*** Opening of STUDY MATERIAL ***

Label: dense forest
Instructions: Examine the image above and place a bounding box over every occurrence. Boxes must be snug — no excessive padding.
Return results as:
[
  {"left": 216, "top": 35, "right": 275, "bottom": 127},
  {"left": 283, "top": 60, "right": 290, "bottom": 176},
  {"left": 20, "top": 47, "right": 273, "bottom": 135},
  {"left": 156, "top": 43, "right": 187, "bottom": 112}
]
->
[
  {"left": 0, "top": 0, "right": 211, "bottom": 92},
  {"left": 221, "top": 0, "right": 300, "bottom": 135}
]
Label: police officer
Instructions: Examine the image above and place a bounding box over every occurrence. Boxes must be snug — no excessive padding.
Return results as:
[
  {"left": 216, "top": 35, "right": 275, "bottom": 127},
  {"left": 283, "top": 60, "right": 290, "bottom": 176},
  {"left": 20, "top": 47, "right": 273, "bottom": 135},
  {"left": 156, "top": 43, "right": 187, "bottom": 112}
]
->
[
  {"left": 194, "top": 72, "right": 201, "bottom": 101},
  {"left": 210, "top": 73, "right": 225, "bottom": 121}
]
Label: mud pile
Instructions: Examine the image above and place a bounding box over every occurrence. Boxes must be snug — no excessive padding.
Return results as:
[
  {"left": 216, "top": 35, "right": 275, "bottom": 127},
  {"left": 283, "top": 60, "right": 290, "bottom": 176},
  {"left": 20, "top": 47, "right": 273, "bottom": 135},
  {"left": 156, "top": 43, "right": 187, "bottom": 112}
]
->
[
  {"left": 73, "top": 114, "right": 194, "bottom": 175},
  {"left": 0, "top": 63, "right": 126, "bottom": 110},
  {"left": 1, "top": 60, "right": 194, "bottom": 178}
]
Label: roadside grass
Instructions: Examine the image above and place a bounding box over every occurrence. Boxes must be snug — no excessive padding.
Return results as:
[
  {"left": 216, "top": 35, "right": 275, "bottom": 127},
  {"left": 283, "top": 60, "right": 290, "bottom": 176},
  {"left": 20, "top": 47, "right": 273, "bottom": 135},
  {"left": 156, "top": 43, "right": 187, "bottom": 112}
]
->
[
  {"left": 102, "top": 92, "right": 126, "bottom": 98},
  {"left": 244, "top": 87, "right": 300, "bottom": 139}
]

*** Close of STUDY MATERIAL ***

# [DIRECTIONS FOR THIS TASK]
Every entry must appear in the answer exactly as written.

# [ANSWER FOR THIS EXERCISE]
Label: dense forest
Instructions: Examine the image above and place a bounding box over every occurrence. Boxes must be snug — no excessive padding.
Return results as:
[
  {"left": 216, "top": 35, "right": 275, "bottom": 127},
  {"left": 283, "top": 60, "right": 290, "bottom": 176},
  {"left": 20, "top": 47, "right": 273, "bottom": 135},
  {"left": 156, "top": 43, "right": 187, "bottom": 112}
]
->
[
  {"left": 0, "top": 0, "right": 211, "bottom": 92},
  {"left": 221, "top": 0, "right": 300, "bottom": 135}
]
Label: police officer
Instructions: Examine the image above and place a bounding box over every occurrence. Boxes must be snug — no excessive padding.
Return results as:
[
  {"left": 216, "top": 35, "right": 275, "bottom": 127},
  {"left": 283, "top": 60, "right": 290, "bottom": 176},
  {"left": 20, "top": 47, "right": 273, "bottom": 135},
  {"left": 156, "top": 43, "right": 187, "bottom": 112}
]
->
[
  {"left": 194, "top": 72, "right": 201, "bottom": 101},
  {"left": 210, "top": 73, "right": 225, "bottom": 121}
]
Label: mud pile
Instructions: Examine the image above and place a bounding box over every occurrence. Boxes must be snug — no excessive padding.
Return results as:
[
  {"left": 216, "top": 35, "right": 275, "bottom": 127},
  {"left": 283, "top": 60, "right": 290, "bottom": 176},
  {"left": 20, "top": 47, "right": 273, "bottom": 135},
  {"left": 156, "top": 43, "right": 187, "bottom": 112}
]
->
[
  {"left": 73, "top": 114, "right": 194, "bottom": 175},
  {"left": 0, "top": 63, "right": 126, "bottom": 110},
  {"left": 1, "top": 60, "right": 194, "bottom": 178}
]
Label: roadside grass
Instructions: Examine the image above and place a bounding box over every occurrence. Boxes must be snug — no excessive padding.
Return results as:
[
  {"left": 216, "top": 35, "right": 275, "bottom": 127},
  {"left": 283, "top": 60, "right": 290, "bottom": 176},
  {"left": 20, "top": 47, "right": 273, "bottom": 135},
  {"left": 156, "top": 43, "right": 187, "bottom": 112}
]
->
[
  {"left": 102, "top": 92, "right": 126, "bottom": 98},
  {"left": 244, "top": 87, "right": 300, "bottom": 139}
]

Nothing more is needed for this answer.